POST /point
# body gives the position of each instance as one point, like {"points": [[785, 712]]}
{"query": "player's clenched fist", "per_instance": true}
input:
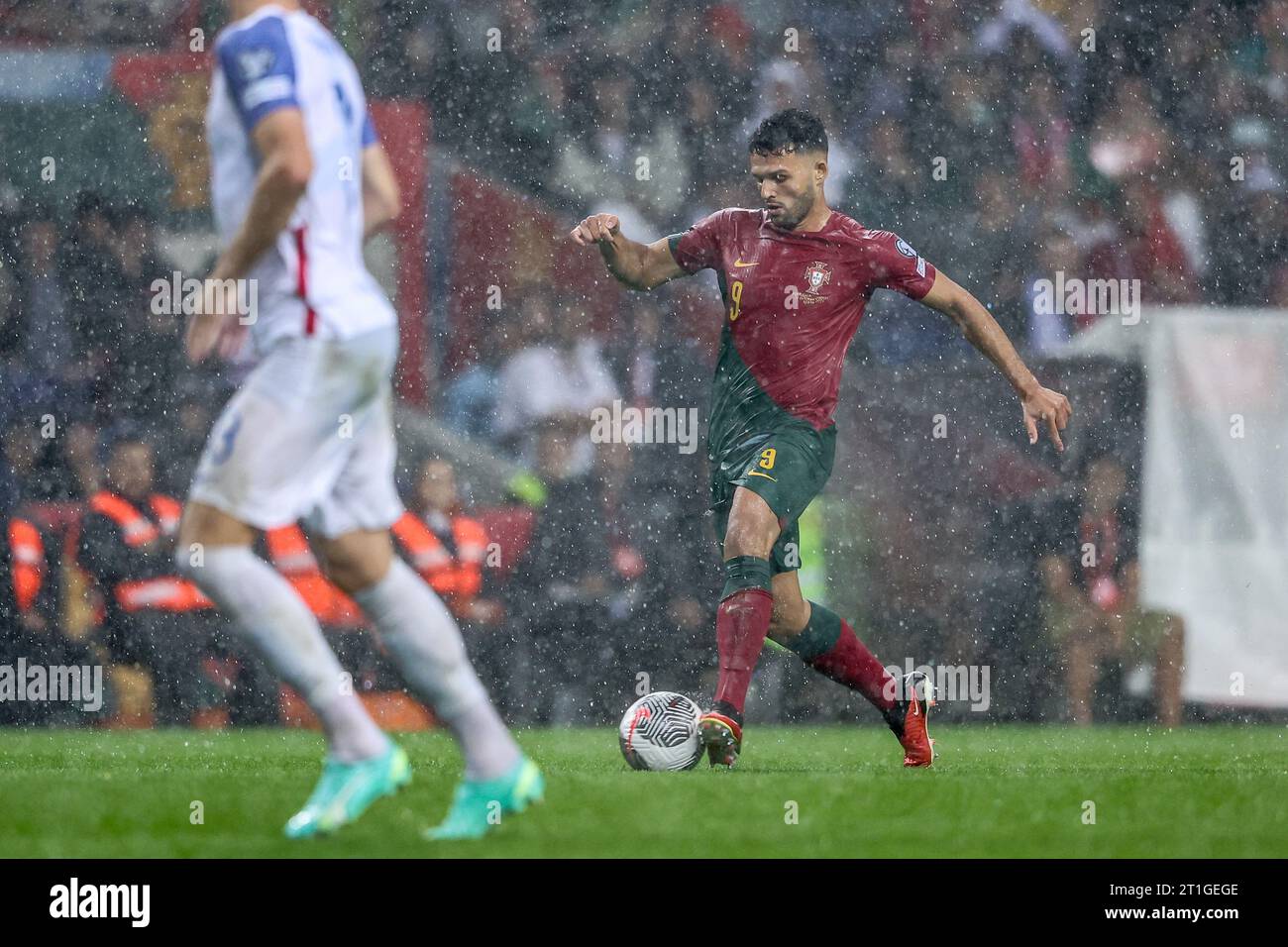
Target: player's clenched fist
{"points": [[596, 228]]}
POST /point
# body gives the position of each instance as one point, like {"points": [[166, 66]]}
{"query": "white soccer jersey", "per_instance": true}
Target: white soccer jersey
{"points": [[313, 279]]}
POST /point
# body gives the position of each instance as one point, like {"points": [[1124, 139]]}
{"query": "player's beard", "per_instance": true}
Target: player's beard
{"points": [[795, 213]]}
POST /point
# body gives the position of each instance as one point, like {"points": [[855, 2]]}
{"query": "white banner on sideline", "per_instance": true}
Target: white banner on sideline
{"points": [[1215, 526]]}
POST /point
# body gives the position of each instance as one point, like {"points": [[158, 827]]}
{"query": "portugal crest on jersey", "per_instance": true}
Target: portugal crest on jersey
{"points": [[816, 275]]}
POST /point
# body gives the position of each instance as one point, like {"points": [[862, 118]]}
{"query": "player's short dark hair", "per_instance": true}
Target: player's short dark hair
{"points": [[790, 131]]}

# [Your goal]
Repeat the material above in full and exactly, omitting the pictures.

# [Task solution]
POST /point
# body gives the position of each instance as one point, like {"points": [[785, 712]]}
{"query": "player's clenched fist", "per_instance": true}
input:
Target: player's clenched fist
{"points": [[596, 228]]}
POST /point
# body gives the position of each instance as one point, like {"points": [[166, 66]]}
{"query": "white soccer jersey", "per_instance": true}
Target: white soccer jersey
{"points": [[313, 279]]}
POST /point
# body gives the position of each instance as one point, like {"points": [[1124, 139]]}
{"query": "player's beard", "per_instance": true}
Target: player's beard
{"points": [[795, 213]]}
POST /point
# body gives the position of each instance as one point, like {"points": [[855, 2]]}
{"query": "white banner on sideline", "per_instance": true}
Target: white banner on sideline
{"points": [[1215, 526]]}
POST /point
# body gives the position of each instance as one point, like {"points": [[158, 827]]}
{"query": "portugal crest on jersey", "per_instance": true}
Target: portugal crest on jersey
{"points": [[816, 275]]}
POST /point
# body gives the position of each instance as one point, like {"points": [[862, 118]]}
{"query": "player's short dark hair", "per_instance": true}
Target: player's short dark hair
{"points": [[790, 131]]}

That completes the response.